• Task instructions
Which lines in the rows below contain the word "tower"? Copy each such line in full.
— Start Data supplied —
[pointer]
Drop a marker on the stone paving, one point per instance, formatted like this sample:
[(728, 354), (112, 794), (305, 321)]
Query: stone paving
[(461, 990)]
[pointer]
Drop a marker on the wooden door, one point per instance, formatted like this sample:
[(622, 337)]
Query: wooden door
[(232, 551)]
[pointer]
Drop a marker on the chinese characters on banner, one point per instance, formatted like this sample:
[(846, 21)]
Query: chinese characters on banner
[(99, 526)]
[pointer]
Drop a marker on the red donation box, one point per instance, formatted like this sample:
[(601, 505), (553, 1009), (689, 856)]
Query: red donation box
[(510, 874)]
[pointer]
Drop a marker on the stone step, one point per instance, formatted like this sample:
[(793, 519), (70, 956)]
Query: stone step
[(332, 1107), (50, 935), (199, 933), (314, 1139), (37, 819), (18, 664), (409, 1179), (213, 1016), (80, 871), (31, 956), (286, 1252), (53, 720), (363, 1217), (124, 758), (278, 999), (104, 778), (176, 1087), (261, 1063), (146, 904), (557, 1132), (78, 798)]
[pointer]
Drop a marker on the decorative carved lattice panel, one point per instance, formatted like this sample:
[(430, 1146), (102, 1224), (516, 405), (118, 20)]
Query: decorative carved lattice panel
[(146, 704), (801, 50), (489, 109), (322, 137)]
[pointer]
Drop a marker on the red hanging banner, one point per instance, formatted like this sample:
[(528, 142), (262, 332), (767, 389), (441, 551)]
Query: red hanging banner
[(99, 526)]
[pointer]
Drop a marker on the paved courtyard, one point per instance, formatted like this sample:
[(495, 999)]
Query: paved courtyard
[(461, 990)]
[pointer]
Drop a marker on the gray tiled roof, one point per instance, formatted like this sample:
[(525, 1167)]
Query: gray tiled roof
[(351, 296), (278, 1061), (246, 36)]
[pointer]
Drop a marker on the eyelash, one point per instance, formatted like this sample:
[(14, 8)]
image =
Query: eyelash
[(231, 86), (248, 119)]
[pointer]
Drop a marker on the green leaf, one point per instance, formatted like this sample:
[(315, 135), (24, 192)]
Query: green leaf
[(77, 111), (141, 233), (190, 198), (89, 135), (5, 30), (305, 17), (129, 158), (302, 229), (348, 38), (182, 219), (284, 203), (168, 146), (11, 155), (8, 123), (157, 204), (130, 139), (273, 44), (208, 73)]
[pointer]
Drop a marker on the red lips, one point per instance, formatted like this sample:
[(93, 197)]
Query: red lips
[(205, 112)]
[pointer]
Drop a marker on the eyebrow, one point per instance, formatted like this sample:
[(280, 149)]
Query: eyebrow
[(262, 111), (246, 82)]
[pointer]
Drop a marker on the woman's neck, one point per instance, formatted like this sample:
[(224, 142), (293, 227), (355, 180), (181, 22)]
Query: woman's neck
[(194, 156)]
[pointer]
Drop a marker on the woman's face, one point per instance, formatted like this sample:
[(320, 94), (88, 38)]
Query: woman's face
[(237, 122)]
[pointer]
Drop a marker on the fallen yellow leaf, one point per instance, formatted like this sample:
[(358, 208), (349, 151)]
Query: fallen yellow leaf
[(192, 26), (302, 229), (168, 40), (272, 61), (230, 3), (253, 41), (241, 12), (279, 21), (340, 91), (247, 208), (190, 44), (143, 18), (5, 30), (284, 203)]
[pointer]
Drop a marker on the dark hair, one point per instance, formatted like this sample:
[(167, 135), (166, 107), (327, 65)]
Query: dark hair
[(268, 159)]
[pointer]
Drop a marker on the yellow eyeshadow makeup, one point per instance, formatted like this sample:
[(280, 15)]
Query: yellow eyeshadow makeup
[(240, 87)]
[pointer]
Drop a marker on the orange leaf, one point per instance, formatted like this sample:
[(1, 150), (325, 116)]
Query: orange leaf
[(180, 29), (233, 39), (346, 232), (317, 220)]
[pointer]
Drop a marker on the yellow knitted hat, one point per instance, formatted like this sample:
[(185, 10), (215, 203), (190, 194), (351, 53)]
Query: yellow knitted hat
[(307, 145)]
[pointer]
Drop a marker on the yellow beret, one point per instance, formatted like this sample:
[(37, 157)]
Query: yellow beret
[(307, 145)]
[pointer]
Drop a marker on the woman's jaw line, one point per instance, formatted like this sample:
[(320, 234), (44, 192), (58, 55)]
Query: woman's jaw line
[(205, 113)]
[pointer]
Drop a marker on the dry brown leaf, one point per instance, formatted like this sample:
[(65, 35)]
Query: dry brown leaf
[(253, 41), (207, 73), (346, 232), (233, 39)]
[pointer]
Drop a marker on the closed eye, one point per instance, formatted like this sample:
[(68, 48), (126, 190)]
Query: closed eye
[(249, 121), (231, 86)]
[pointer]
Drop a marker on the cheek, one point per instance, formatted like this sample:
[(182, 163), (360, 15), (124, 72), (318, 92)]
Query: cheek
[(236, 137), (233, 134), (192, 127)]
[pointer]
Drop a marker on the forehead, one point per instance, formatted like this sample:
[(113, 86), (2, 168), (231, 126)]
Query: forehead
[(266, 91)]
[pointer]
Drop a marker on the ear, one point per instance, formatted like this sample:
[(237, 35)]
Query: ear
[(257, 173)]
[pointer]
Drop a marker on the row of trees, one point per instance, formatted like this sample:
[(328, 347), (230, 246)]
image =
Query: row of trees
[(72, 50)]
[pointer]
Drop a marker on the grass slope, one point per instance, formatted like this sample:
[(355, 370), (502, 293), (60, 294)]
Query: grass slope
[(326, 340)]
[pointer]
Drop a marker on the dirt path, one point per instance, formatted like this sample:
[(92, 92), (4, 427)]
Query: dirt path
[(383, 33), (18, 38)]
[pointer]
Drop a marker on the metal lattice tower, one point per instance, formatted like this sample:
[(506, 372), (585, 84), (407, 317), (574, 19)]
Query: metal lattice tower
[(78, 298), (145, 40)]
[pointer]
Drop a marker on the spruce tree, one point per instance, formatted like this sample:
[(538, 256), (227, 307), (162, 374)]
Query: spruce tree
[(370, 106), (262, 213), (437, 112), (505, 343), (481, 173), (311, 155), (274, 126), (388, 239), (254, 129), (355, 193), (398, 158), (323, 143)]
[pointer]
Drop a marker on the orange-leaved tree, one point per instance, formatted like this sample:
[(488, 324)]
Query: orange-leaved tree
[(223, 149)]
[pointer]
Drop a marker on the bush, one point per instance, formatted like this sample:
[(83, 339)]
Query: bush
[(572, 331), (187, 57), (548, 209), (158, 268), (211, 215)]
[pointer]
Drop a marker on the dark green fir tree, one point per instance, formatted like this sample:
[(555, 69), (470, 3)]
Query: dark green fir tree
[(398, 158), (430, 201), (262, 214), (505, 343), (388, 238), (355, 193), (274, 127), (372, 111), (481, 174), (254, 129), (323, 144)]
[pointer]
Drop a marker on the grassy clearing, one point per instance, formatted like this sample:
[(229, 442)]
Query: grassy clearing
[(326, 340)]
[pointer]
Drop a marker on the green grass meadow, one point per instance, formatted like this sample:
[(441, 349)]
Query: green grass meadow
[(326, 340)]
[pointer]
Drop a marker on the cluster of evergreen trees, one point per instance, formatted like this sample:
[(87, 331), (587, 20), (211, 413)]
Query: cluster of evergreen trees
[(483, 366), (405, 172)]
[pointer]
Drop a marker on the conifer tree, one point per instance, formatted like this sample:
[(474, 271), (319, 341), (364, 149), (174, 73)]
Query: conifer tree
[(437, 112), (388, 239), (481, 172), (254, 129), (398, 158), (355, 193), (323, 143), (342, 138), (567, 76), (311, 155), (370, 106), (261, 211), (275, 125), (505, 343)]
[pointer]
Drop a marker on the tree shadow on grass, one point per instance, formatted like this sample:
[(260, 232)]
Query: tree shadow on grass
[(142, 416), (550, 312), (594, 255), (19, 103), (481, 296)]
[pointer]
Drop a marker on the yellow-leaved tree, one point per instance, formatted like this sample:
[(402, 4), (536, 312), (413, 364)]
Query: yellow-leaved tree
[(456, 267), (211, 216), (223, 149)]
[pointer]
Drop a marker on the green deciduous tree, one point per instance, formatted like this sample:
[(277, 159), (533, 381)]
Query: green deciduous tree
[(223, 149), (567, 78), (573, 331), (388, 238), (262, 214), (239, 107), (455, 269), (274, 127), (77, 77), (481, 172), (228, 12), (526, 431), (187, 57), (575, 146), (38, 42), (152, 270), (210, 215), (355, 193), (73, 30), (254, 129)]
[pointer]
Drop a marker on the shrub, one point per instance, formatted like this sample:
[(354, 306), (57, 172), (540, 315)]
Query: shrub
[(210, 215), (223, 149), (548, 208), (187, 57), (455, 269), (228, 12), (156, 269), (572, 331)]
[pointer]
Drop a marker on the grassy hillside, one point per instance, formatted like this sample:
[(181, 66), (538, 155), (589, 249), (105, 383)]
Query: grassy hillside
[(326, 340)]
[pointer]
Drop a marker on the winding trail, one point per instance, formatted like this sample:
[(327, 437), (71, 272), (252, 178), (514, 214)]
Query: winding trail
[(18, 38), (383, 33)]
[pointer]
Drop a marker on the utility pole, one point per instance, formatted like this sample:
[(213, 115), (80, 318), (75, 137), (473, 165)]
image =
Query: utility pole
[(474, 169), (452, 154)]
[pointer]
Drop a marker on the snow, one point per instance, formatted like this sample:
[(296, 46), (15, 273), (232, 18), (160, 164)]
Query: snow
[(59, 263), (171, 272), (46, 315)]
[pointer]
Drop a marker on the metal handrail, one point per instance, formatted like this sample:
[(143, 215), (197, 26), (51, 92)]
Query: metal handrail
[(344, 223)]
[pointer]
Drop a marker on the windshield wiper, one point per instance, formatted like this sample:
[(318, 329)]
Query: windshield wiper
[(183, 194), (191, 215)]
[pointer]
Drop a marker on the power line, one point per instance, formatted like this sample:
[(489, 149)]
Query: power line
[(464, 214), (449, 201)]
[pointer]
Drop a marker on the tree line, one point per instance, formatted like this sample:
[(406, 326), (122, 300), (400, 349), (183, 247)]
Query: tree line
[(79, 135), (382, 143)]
— End Data supplied —
• Solution to the exercise
Drop a marker on the metal lattice tower, one point per instance, formatted like this sample:
Query: metal lattice tower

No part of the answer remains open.